**TEXTO FORNECIDO:**
────────────────────
Vou para outra carta muitíssimo superior à minha para Alain Touraine, que me é muito preciosa: a carta que Marx remeteu a Abraham Lincoln, em maio de 1865, que recordava certamente que a Europa inteira apoiara os Confederados (escravocratas) na Guerra da Secessão, carta em que fazia uma homenagem ao décimo sexto presidente dos EUA. O filósofo lembrava que “ali tinha (nos EUA) brotado a ideia de uma grande República democrática, de onde saiu a primeira Declaração dos Direitos do Homem e de onde foi dado o primeiro impulso para revolução europeia do Século XVIII”, depois de ter dito que “se a palavra de ordem reservada a sua primeira eleição foi a resistência ao poder dos escravagistas, o grito de guerra triunfante da sua reeleição é a morte à escravatura”.
A carta deixava claro que a escravidão não somente era uma desumanidade brutal, mas também atrasaria as lutas dos operários assalariados no capitalismo emergente e bloqueava a formação de classes intermediárias, favorecendo a situação de fortuna dos proprietários de escravos e prejudicando os novos capitalistas compradores da força de trabalho nas fábricas, que começavam a se instalar nas grandes metrópoles da época. Hoje, o desemprego, a informalidade, a precariedade e a miséria humana têm os mesmos efeitos sobre o Brasil: quantas cabeças se perdem? quantos braços definham? quantas crianças desparecem nas multidões da miséria em países como o nosso?
Parece clara, de lá até hoje, a importância da questão democrática, superior aos demais temas da agenda política nos Estados liberais do Ocidente – inclusive sobre as urgências da agenda ambiental – por vários motivos. Dentre eles, dois fundamentais: primeiro, porque a direita, em regra, quer reformas “disciplinadoras” das liberdades, para que a economia global possa “utilizar” uma democracia liberal restrita, tanto para sujeitar as questões ambientais aos interesses da acumulação privada, como para adequar a democracia liberal aos limites impostos pelo sistema financeiro global. Segundo, porque, se democracia não se demonstrar efetiva para tirar a maioria da pobreza e da miséria, o que emerge é a ditadura do fascismo, não uma revolução libertária.
4.
────────────────────
**MATERIAL DE ORIGEM:**
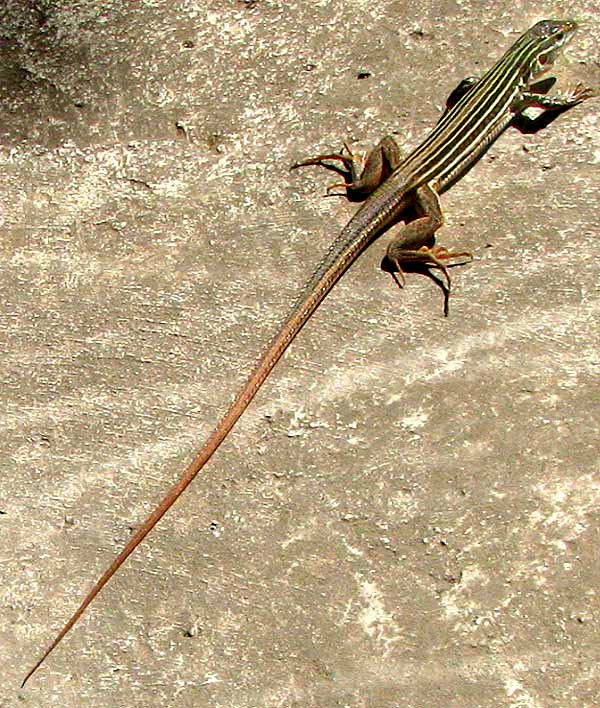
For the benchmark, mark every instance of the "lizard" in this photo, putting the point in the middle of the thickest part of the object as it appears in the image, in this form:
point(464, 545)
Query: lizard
point(478, 111)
────────────────────
**TAREFAS PROPOSTAS:**
1/ No texto fornecido sobre a carta de Marx a Lincoln, em que mês e ano Marx enviou essa carta?
2/ Retome o texto fornecido sobre democracia e a carta de Marx a Lincoln e escreva a continuação a partir do ponto em que ele termina.

**RESPOSTAS ESCRITAS:**
1/ Em maio de 1865.

2/
Pode parecer reducionismo, mas esquerda e direita têm pontos de vista opostos sobre como tratar – por exemplo – o aquecimento do planeta e o sistema político, bem como a oposição e o ajuste possível, a ser feito, entre as liberdades políticas x liberdades econômicas. São opostos porque os objetivos destas “partes” são diversos, tanto quanto ao que se poderá realizar, hoje, com chances de sucesso, como sobre lançar as bases de uma nova ordem mundial, e ainda como sobre o futuro da Humanidade: a esquerda, em regra, sustenta a necessidade de “mais democracia” e não de restrições ao liberalismo político republicano. Equilíbrio ambiental, direitos humanos, exclusão social, imigrantes, tráfico de drogas e pessoas, terrorismo de Estado, são temas que dividem, tanto conceitualmente como no cotidiano, os governos tidos – hoje – como de direita ou de esquerda, em todo o mundo.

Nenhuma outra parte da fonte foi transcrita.